### GOAL OF THE EXERCISE
Rewrite the listing below, changing every "photograph" to "image" and keeping everything else the same.

Object point labels:
★ ★ ★ ★ ★ ★ ★
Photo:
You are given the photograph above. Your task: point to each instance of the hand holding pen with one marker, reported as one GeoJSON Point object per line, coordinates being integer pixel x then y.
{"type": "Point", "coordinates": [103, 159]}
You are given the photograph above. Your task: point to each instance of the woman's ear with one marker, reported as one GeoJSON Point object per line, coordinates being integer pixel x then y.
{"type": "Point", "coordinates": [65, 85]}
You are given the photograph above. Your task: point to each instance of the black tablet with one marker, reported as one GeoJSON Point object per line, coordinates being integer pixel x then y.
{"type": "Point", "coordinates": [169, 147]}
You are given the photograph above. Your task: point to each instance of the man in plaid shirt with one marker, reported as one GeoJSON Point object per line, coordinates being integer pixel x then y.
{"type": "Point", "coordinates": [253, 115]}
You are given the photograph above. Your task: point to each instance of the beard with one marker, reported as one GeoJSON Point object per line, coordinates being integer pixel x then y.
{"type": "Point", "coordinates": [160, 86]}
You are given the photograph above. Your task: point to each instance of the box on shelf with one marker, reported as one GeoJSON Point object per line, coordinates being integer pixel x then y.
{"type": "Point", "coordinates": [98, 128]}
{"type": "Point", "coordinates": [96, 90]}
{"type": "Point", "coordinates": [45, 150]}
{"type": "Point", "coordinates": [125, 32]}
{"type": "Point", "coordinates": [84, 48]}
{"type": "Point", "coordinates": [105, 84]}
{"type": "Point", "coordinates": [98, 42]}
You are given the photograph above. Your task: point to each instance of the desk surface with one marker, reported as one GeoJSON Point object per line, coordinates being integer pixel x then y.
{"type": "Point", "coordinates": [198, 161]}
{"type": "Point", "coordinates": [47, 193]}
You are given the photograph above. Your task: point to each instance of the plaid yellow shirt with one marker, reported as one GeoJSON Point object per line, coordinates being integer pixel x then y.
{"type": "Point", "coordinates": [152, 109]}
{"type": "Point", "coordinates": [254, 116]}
★ ★ ★ ★ ★ ★ ★
### FINAL RESULT
Photo:
You are given the image above. Your task: point to each instance of the hand holding pen with one marker, reported as one GeoJSON Point object per line, coordinates being integer pixel x then y.
{"type": "Point", "coordinates": [103, 159]}
You are given the image above. Your task: point to each instance of the woman's ear with one marker, reported as one GeoJSON Point object per line, coordinates being integer pixel x then y.
{"type": "Point", "coordinates": [65, 85]}
You are given the image above. Your task: point to each instance of the black tablet with one marker, reported as one GeoJSON Point object per line, coordinates being integer pixel x then y.
{"type": "Point", "coordinates": [169, 147]}
You are given the image above. Your task: point to each instance of the man in plaid shirt with one marker, reported as one GeoJSON Point object per line, coordinates being integer pixel x then y.
{"type": "Point", "coordinates": [253, 115]}
You are given the image above. Your task: point to each instance of the beard with one marker, reported as one GeoJSON Point object per line, coordinates being integer pixel x then y.
{"type": "Point", "coordinates": [160, 86]}
You are given the image above. Your task: point to each instance of the box on shelf with one marker, reported as one GeoJSON Point object per line, coordinates being integer pixel x then y.
{"type": "Point", "coordinates": [98, 128]}
{"type": "Point", "coordinates": [96, 90]}
{"type": "Point", "coordinates": [45, 150]}
{"type": "Point", "coordinates": [125, 32]}
{"type": "Point", "coordinates": [84, 48]}
{"type": "Point", "coordinates": [105, 84]}
{"type": "Point", "coordinates": [98, 42]}
You are given the image above. Your task: point to each instance of the desk surface with one marker, reported as one GeoJSON Point object per line, coordinates being integer pixel x then y.
{"type": "Point", "coordinates": [198, 161]}
{"type": "Point", "coordinates": [47, 193]}
You are given the image above. Your task: point to each instance of the plaid yellow shirt with one marker, reported as one GeoJSON Point object per line, coordinates being integer pixel x then y.
{"type": "Point", "coordinates": [152, 109]}
{"type": "Point", "coordinates": [254, 116]}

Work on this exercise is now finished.